**RECORDS FOR THE EXERCISE:**
BEGIN

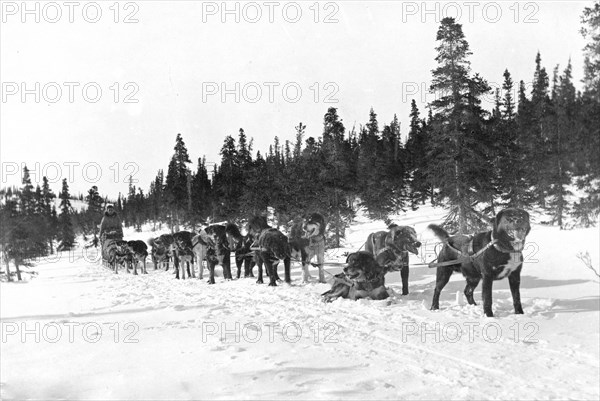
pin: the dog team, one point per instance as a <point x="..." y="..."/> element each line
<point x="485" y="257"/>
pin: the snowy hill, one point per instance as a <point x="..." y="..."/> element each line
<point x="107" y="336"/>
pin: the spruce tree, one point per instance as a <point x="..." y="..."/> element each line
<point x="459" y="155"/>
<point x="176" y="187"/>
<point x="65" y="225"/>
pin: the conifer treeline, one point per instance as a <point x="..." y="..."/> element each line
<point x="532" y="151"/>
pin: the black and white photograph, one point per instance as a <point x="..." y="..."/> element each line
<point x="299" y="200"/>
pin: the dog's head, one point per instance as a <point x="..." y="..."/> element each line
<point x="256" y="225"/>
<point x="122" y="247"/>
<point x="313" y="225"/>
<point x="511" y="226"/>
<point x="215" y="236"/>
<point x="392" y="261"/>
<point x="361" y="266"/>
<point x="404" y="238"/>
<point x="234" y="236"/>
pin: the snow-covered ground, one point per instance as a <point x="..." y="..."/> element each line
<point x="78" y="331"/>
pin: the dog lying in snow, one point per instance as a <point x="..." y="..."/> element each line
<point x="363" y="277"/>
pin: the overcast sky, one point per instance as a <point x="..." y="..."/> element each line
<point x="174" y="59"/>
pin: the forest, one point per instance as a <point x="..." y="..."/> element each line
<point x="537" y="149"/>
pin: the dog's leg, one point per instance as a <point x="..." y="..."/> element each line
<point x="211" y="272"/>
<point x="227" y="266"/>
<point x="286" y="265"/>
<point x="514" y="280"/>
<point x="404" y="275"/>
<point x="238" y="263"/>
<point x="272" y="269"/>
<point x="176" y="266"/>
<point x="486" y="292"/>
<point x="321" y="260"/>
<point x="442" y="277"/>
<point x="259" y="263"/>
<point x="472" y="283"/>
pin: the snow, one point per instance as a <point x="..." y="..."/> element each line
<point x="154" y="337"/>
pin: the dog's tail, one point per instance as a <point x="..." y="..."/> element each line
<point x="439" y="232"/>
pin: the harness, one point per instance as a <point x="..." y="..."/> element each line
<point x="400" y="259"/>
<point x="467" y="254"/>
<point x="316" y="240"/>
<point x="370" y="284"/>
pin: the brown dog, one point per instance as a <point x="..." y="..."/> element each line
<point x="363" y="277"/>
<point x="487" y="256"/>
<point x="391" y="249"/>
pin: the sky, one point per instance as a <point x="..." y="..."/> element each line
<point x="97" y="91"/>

END

The pictures should not be reproduced; quote all of the other material exactly.

**OUTPUT:**
pin: the dog team, one point per instance as a <point x="..." y="..."/> element each line
<point x="485" y="257"/>
pin: the snowy hill, one point per instance as a <point x="..." y="..."/> element each line
<point x="107" y="336"/>
pin: the spruce tree, one point per instance as a <point x="..." y="..."/> element each line
<point x="459" y="155"/>
<point x="176" y="187"/>
<point x="65" y="225"/>
pin: the conifer treeline, one point per instance as a <point x="..." y="..."/> element each line
<point x="532" y="151"/>
pin: the black and white photograph, one point per instance as a <point x="..." y="..."/> element each line
<point x="299" y="200"/>
pin: the dog's head, one point per instance as a <point x="..." y="..."/> element each line
<point x="256" y="225"/>
<point x="122" y="247"/>
<point x="313" y="225"/>
<point x="511" y="226"/>
<point x="215" y="236"/>
<point x="392" y="261"/>
<point x="361" y="266"/>
<point x="404" y="238"/>
<point x="234" y="236"/>
pin: the snow-covered ground, one point per instance as a <point x="..." y="..."/> element each line
<point x="78" y="331"/>
pin: the dog lying in snow, one point per instance as a <point x="..." y="..."/> element each line
<point x="363" y="277"/>
pin: the overcast sky, one point per instance as a <point x="..." y="..."/> element each line
<point x="174" y="59"/>
pin: the forest, one point per instance as a <point x="..." y="..."/> element each line
<point x="537" y="149"/>
pin: the dog's leg, one point per instance as a <point x="..." y="..."/> element each line
<point x="211" y="272"/>
<point x="227" y="266"/>
<point x="286" y="265"/>
<point x="514" y="280"/>
<point x="404" y="275"/>
<point x="238" y="263"/>
<point x="272" y="269"/>
<point x="176" y="266"/>
<point x="486" y="292"/>
<point x="321" y="260"/>
<point x="442" y="277"/>
<point x="259" y="263"/>
<point x="472" y="283"/>
pin: the snow, one point per instance as a <point x="..." y="..."/> element each line
<point x="154" y="337"/>
pin: the dog's tail, one point per instance as a <point x="..." y="..."/> element each line
<point x="439" y="232"/>
pin: the harness, one point per instance as a <point x="..." y="..."/> element each line
<point x="400" y="259"/>
<point x="467" y="254"/>
<point x="316" y="240"/>
<point x="370" y="284"/>
pin: the brown dog, one point per instance as a <point x="..." y="..."/> element each line
<point x="363" y="277"/>
<point x="487" y="256"/>
<point x="391" y="249"/>
pin: the sky, one point per instance as a <point x="..." y="..."/> element each line
<point x="97" y="91"/>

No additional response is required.